= Challenge =
Please repeat the material below with every "tag a point" swapped for "mark a point" and nothing else altered, and leave the pictures out.

* * * * * * *

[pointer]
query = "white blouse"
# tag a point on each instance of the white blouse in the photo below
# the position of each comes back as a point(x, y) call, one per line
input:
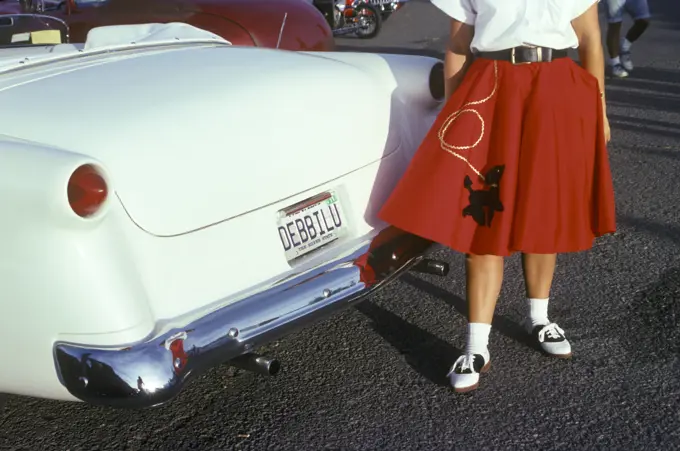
point(502, 24)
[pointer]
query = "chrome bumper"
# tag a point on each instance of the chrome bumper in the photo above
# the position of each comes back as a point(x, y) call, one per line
point(153, 371)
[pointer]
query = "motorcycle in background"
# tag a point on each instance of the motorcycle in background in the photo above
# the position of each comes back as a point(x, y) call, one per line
point(364, 18)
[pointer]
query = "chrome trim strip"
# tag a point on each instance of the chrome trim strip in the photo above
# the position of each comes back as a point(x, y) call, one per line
point(153, 371)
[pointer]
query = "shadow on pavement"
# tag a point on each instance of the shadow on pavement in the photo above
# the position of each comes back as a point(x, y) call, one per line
point(504, 325)
point(427, 354)
point(642, 125)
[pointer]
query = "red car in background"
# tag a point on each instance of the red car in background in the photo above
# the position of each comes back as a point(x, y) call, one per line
point(286, 24)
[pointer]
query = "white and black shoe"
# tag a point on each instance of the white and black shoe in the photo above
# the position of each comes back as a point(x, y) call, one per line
point(626, 61)
point(551, 339)
point(619, 71)
point(464, 374)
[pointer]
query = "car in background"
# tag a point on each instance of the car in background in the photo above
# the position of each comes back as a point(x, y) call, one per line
point(174, 202)
point(285, 24)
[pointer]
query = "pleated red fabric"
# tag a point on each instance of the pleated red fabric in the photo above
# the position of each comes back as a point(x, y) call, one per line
point(515, 162)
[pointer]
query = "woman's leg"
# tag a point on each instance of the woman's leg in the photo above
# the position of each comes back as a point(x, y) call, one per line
point(539, 270)
point(484, 280)
point(484, 275)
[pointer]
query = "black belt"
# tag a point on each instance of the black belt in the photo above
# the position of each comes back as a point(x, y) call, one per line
point(525, 55)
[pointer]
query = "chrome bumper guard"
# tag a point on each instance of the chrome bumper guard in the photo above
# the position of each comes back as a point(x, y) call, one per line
point(153, 371)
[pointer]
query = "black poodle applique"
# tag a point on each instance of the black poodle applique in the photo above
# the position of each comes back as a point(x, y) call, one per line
point(484, 203)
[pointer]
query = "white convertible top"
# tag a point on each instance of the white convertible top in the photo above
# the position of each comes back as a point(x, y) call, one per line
point(109, 38)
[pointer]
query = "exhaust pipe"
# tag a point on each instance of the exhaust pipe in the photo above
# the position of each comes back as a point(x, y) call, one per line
point(256, 364)
point(434, 267)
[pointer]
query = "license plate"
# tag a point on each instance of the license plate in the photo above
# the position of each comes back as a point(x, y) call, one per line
point(311, 224)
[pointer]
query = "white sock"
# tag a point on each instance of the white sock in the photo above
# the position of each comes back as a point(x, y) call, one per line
point(626, 45)
point(478, 338)
point(538, 311)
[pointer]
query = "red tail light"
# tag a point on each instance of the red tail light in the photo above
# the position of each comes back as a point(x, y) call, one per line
point(87, 191)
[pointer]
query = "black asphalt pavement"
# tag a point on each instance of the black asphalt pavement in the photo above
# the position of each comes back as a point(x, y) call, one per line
point(374, 377)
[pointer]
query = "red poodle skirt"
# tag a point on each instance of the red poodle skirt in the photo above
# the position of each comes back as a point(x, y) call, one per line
point(515, 162)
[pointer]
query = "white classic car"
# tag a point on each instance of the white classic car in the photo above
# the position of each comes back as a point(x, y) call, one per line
point(172, 202)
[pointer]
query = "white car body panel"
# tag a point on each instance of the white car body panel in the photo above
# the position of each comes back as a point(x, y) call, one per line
point(202, 143)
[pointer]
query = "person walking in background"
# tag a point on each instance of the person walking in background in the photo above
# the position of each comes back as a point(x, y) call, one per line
point(619, 49)
point(516, 160)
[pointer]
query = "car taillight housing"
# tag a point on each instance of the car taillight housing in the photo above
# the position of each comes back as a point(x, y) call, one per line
point(86, 191)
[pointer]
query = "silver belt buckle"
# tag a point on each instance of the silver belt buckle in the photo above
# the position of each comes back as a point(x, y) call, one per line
point(513, 57)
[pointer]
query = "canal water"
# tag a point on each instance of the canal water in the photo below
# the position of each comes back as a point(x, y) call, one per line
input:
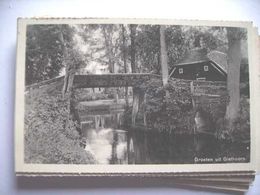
point(110, 143)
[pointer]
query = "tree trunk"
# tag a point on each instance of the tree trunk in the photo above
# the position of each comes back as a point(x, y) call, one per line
point(164, 59)
point(133, 67)
point(132, 37)
point(125, 64)
point(233, 75)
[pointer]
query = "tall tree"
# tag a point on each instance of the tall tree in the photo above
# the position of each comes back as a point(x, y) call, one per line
point(44, 54)
point(234, 36)
point(164, 57)
point(124, 61)
point(133, 67)
point(133, 50)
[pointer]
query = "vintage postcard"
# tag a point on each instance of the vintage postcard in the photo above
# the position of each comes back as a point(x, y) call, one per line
point(135, 96)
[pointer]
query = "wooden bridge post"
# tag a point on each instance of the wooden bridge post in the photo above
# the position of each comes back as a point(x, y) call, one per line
point(136, 98)
point(192, 94)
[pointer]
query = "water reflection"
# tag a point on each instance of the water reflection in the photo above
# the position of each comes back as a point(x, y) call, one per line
point(111, 144)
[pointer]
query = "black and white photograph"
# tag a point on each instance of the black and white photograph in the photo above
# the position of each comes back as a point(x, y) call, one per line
point(135, 94)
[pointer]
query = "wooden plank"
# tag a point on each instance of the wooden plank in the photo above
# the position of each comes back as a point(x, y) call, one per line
point(111, 80)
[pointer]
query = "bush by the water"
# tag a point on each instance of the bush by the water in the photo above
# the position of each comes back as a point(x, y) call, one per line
point(176, 113)
point(46, 138)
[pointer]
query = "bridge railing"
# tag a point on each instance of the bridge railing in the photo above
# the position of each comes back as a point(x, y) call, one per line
point(43, 83)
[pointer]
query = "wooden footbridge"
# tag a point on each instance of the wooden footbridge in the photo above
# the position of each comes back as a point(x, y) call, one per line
point(198, 88)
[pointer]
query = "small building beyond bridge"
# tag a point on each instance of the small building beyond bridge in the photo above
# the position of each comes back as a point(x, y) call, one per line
point(111, 80)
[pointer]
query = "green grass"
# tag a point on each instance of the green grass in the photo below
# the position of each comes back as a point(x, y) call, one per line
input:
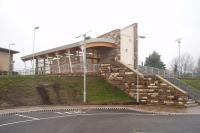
point(192, 82)
point(21, 91)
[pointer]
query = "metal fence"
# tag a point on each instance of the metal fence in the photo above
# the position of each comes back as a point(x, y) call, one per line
point(64, 69)
point(192, 92)
point(153, 70)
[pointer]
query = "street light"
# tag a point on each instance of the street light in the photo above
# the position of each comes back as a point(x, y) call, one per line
point(178, 40)
point(9, 65)
point(142, 37)
point(84, 64)
point(35, 28)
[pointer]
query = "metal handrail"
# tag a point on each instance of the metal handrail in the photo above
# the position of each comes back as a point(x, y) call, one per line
point(64, 69)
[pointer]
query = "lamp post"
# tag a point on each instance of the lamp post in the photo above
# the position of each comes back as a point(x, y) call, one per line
point(84, 64)
point(9, 65)
point(137, 89)
point(178, 40)
point(35, 28)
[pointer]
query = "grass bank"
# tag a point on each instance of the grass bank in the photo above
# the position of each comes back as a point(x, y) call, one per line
point(192, 82)
point(24, 91)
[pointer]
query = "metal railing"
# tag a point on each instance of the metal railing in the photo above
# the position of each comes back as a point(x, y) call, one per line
point(153, 70)
point(171, 77)
point(192, 92)
point(64, 69)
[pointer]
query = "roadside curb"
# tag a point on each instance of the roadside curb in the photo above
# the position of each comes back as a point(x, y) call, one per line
point(96, 108)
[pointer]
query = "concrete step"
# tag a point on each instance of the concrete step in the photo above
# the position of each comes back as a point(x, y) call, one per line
point(191, 103)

* * * * * * *

= Solution to this problem =
[pointer]
query = "white blouse"
# mark a point on each instance of the white blouse in the photo below
# the position of each comes back as a point(x, y) call, one per line
input:
point(502, 24)
[pointer]
query = "chrome bumper"
# mark a point on each instance of the chrome bumper in the photo above
# the position of each comes back as a point(x, y) call, one per line
point(153, 371)
[pointer]
query = "motorcycle in background"
# mark a point on each instance of the motorcycle in background in the photo above
# the position of each comes back as a point(x, y) call, one per line
point(364, 18)
[pointer]
query = "chrome trim strip"
# mark a point on each instance of the chrome trim strip in the photo above
# the position of each comes back as a point(x, y) call, one per line
point(153, 371)
[pointer]
query = "shadow on pavement"
# mark a point on each instance of the shadow on pavement in the photo above
# the position of each comes back as a point(x, y) call, one per line
point(504, 325)
point(427, 354)
point(642, 125)
[pointer]
query = "red car in background"
# mark a point on each instance of the red car in background in the photo above
# the position of each comes back as a point(x, y) call, one per line
point(286, 24)
[pointer]
query = "white and black shoe"
# mark a point on each instance of the white and black shoe in the photo above
# the position of each comes back as a point(x, y) call, one per line
point(626, 61)
point(551, 339)
point(619, 71)
point(464, 374)
[pointer]
query = "car in background"
# mark a point on each instance of the car in background in the photo above
# the position of each comes back as a point(x, y) call, one per line
point(174, 202)
point(285, 24)
[pointer]
query = "pleated red fabric"
# mark a point on each instance of the pleated red fabric in the photo above
# the position of each comes back as a point(x, y) call, one per line
point(515, 162)
[pointer]
query = "woman's leg"
# mark a point on each instance of the woman's leg in the photo above
# the position of each comes back as a point(x, y) call, one per line
point(539, 270)
point(484, 280)
point(484, 275)
[pointer]
query = "black belt"
# mark a point on each instance of the black belt in the photo above
# the position of each comes back as a point(x, y) call, one per line
point(525, 55)
[pointer]
query = "chrome bumper guard"
# mark a point on each instance of the chrome bumper guard in the photo above
# the position of each comes back as a point(x, y) call, one per line
point(153, 371)
[pointer]
query = "black poodle applique"
# mark a point on each instance of the black poodle applique in the photo above
# the position of each comes back as a point(x, y) call, one per line
point(484, 203)
[pointer]
query = "white convertible top"
# mark a point on each instance of the white convertible top in the photo above
# the position of each comes back as a point(x, y) call, one per line
point(109, 38)
[pointer]
query = "exhaust pipe"
# mark a point on each instance of the exhaust pipe in the photo above
# the position of each comes back as a point(x, y) call, one per line
point(256, 364)
point(434, 267)
[pointer]
query = "license plate"
# mark a point on each instance of the license plate in the photo above
# the position of each comes back as a point(x, y) call, one per line
point(311, 224)
[pointer]
query = "white sock"
# mark a point on each instance of the white sock in the photo above
# the position of each comes back as a point(x, y) call, one per line
point(626, 45)
point(478, 338)
point(538, 311)
[pointer]
query = "red tail light"
# mark a point on each instance of the red tail light in the photo above
# the position of each comes back as a point(x, y) call, one per line
point(87, 191)
[pointer]
query = "black asphalt pavement"
# mark a point on each instance of the black asphalt pavement in the photo above
# the position of each comes back as a point(x, y) call, one per line
point(374, 377)
[pointer]
query = "red poodle skirt"
# mark a point on each instance of the red poodle skirt in the photo above
# the position of each comes back as a point(x, y) call, one per line
point(515, 162)
[pointer]
query = "white classic car"
# mark a point on each instance of the white classic car in the photo above
# the position of each comes back as a point(x, y) call, one per line
point(172, 202)
[pointer]
query = "white car body panel"
# mark a point on each instance of the white car body panel in the photo above
# the position of each comes back as a point(x, y) call, one per line
point(202, 143)
[pointer]
query = "person walking in background"
# mark a point on each instance of the person walking in background in the photo above
# the position of each comes back as a point(x, y) call, one per line
point(619, 49)
point(516, 160)
[pointer]
query = "car taillight housing"
# mark a point on each instance of the car taillight housing in the photo above
# the position of each comes back as a point(x, y) call, one per line
point(86, 191)
[pointer]
query = "silver belt buckle"
# mark a point on each instance of the silver belt buckle in the photo above
# the position of each comes back as a point(x, y) call, one per line
point(513, 57)
[pointer]
query = "canal water"
# mark a point on each instance of the canal water in the photo below
# the position of each comes back as a point(x, y) call, one per line
input:
point(110, 143)
[pointer]
query = "tree trunk"
# mark a point on each instance of the tree trunk in the photo above
# the position of each comes back as a point(x, y) call, one per line
point(164, 59)
point(133, 67)
point(132, 37)
point(125, 64)
point(233, 75)
[pointer]
query = "tall tree"
# mark a point on each instance of the tall tree in the photo above
# the position of each comes back as a point(x, y) call, one per line
point(44, 54)
point(234, 36)
point(164, 57)
point(124, 61)
point(133, 67)
point(133, 50)
[pointer]
query = "vintage postcard"
# mark a point on each instance of the vintage postcard in the photo above
# the position of each comes back as a point(x, y) call, one per line
point(135, 96)
[pointer]
query = "wooden bridge post"
# mark a point on each instance of the wooden bridge post in the photo above
# the position of each comes back as a point(x, y) call, one per line
point(136, 98)
point(192, 94)
[pointer]
query = "water reflection"
# mark a point on each instance of the water reflection in the photo above
# the position of each comes back as a point(x, y) call, one per line
point(111, 144)
[pointer]
query = "black and white photograph"
# mark a point on each instance of the black and white photograph in the photo above
# the position of each comes back as a point(x, y) call, one per line
point(135, 94)
[pointer]
query = "wooden plank"
# mark a point on each instance of the wooden plank in the photo above
# the position of each comes back as a point(x, y) call, one per line
point(111, 80)
[pointer]
query = "bush by the water"
# mark a point on each instance of the bush by the water in the photo above
# the position of each comes back as a point(x, y) call, one per line
point(176, 113)
point(46, 138)
[pointer]
query = "bridge railing"
# mark a point on each instance of the bridge railing in the photo above
# the position of each comes back as a point(x, y) call, one per line
point(43, 83)
[pointer]
query = "wooden footbridge"
# mark a point on each instance of the wooden footbridge in the photo above
# the position of each comes back as a point(x, y) call, one per line
point(198, 88)
[pointer]
query = "small building beyond bridge"
# mark a point on each instance of the small building beyond bridge in the photo above
# the position of each comes back as a point(x, y) call, one per line
point(111, 80)
[pointer]
query = "green grass"
# mark a point on each instance of the green grass in the photo below
# the position of each comes back as a point(x, y) call, one per line
input:
point(192, 82)
point(21, 91)
[pointer]
query = "metal fence"
# mark a point on each instance of the metal fence in the photo above
# the position of each comes back as a point(x, y) call, one per line
point(64, 69)
point(192, 92)
point(153, 70)
[pointer]
query = "street light"
# mark a point on each instance of the street light in the photo above
# the position of each comes back as a point(x, y) call, one per line
point(178, 40)
point(9, 65)
point(142, 37)
point(84, 64)
point(35, 28)
[pointer]
query = "metal handrail"
# mark a point on each instance of the metal handrail in the photo above
# the position of each comes back as a point(x, y) call, one per line
point(64, 69)
[pointer]
query = "lamp post"
# mark a point on each instance of the lamp post in the photo above
# the position of each comes back as a point(x, y) call, one per line
point(84, 64)
point(9, 65)
point(137, 89)
point(178, 40)
point(35, 28)
[pointer]
query = "grass bank"
# mark a point on each instance of the grass bank in the photo above
# the position of each comes back as a point(x, y) call, one per line
point(192, 82)
point(24, 91)
[pointer]
query = "metal railing"
# mark a point on each instance of the metal railing in the photo above
# the position of each comes back as a point(x, y) call, one per line
point(153, 70)
point(171, 77)
point(192, 92)
point(64, 69)
[pointer]
query = "roadside curb"
# mark a point on each instance of the roadside curb in the photo above
# the position of each comes back as a point(x, y) call, one per line
point(96, 108)
[pointer]
query = "concrete step"
# mark a point on each instance of the concrete step in the photo above
# the position of each comes back as a point(x, y) call, one per line
point(191, 103)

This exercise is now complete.